● To-do list:
A. Answer these questions from the Minerva notebook guide, one line each:
(i) Which model does the guide train and evaluate from scratch?
(ii) From which sensors do the time-series signals typically come?
(iii) What is the second of the steps it lists?
B. Rewrite the rows from the start of the rows through the line that contains "[384,319,531,349]", replacing "Object detection task" with "Object localization task" and changing nothing else. Leave the pictures out.

● Source text:
————————
Getting Started with Minerva for Human Activity Recognition

Human Activity Recognition (HAR) is a challenging task that involves identifying actions performed by individuals based on sensor data—typically time-series signals from accelerometers and gyroscopes.

In this notebook, we will use Minerva to train and evaluate an 1D ResNet-SE model from scratch for classifying human activities using DAGHAR Dataset.

Thus, this notebook is a step-by-step guide to get you started with Minerva for HAR. It comprehends the following steps:

  1. Data Preparation

  2. Model Creation

  3. Model Training

  4. Model Evaluation

Imports

[2]:
from pathlib import Path

import lightning as L
import torch
from torchmetrics import Accuracy

from minerva.data.datasets.series_dataset import MultiModalSeriesCSVDataset
from minerva.data.data_modules.base import MinervaDataModule
from minerva.models.nets.time_series.resnet import ResNetSE1D_5

1. Data Preparation

We begin by preparing the data required for training and evaluation.
————————
● Records provided:
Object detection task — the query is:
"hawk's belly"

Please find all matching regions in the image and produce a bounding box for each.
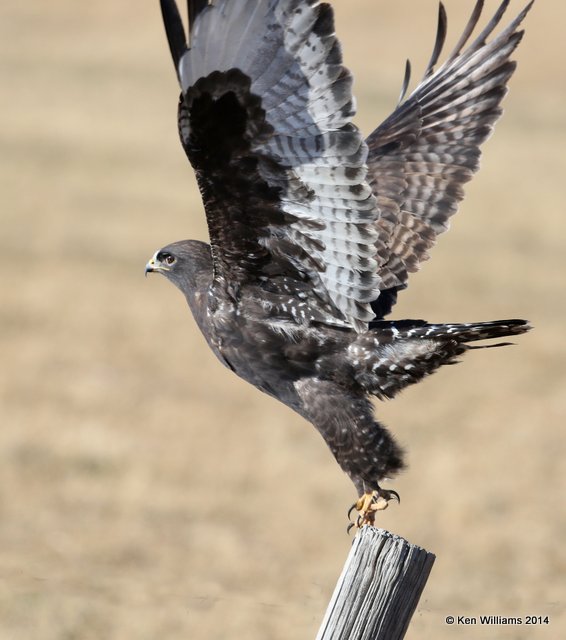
[211,309,345,404]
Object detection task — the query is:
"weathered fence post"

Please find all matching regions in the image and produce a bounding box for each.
[316,526,435,640]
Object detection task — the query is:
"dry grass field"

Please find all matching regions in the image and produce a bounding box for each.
[0,0,566,640]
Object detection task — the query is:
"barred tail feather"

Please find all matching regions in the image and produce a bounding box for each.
[407,319,531,348]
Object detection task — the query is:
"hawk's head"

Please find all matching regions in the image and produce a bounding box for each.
[145,240,212,295]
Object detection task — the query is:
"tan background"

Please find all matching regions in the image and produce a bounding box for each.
[0,0,566,640]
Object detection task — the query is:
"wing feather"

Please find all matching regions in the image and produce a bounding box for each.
[366,0,533,317]
[162,0,386,330]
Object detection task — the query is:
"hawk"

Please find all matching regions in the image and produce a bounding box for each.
[146,0,532,526]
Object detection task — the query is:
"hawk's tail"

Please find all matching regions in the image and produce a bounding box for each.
[384,319,531,349]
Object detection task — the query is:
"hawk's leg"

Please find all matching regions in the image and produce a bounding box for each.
[295,378,403,528]
[348,486,401,531]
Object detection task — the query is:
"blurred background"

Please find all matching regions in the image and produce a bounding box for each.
[0,0,566,640]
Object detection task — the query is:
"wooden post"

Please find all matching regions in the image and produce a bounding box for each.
[316,526,435,640]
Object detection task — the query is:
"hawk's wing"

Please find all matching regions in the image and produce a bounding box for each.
[366,0,533,317]
[161,0,379,330]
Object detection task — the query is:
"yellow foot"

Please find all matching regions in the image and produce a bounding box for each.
[348,488,400,532]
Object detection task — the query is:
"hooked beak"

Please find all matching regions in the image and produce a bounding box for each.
[145,251,170,278]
————————
● Task solutions:
A.
(i) An 1D ResNet-SE model.
(ii) Accelerometers and gyroscopes.
(iii) Model Creation.

B.
Object localization task — the query is:
"hawk's belly"

Please find all matching regions in the image and produce a bounding box for each.
[211,309,345,404]
Object localization task — the query is:
"weathered fence post"

Please find all matching regions in the image and produce a bounding box for each.
[316,526,435,640]
Object localization task — the query is:
"dry grass field"

Please find all matching regions in the image and produce a bounding box for each.
[0,0,566,640]
Object localization task — the query is:
"barred tail feather"

Please find all matching regions in the image and produce a bounding box for each.
[407,319,531,348]
Object localization task — the query is:
"hawk's head"

Please find all matching regions in the image and produce a bounding box for each.
[145,240,212,295]
Object localization task — the query is:
"tan background"

Please find all matching regions in the image and produce a bounding box for each.
[0,0,566,640]
Object localization task — the query is:
"wing feather"

Please find all matching regions in the image and produce a bounding box for each.
[366,0,533,317]
[162,0,386,330]
Object localization task — the query is:
"hawk"

Please find all matching regions in the image and produce a bounding box for each.
[146,0,532,526]
Object localization task — the query is:
"hawk's tail"

Please find all matching regions in the image and produce a bounding box for each.
[384,319,531,349]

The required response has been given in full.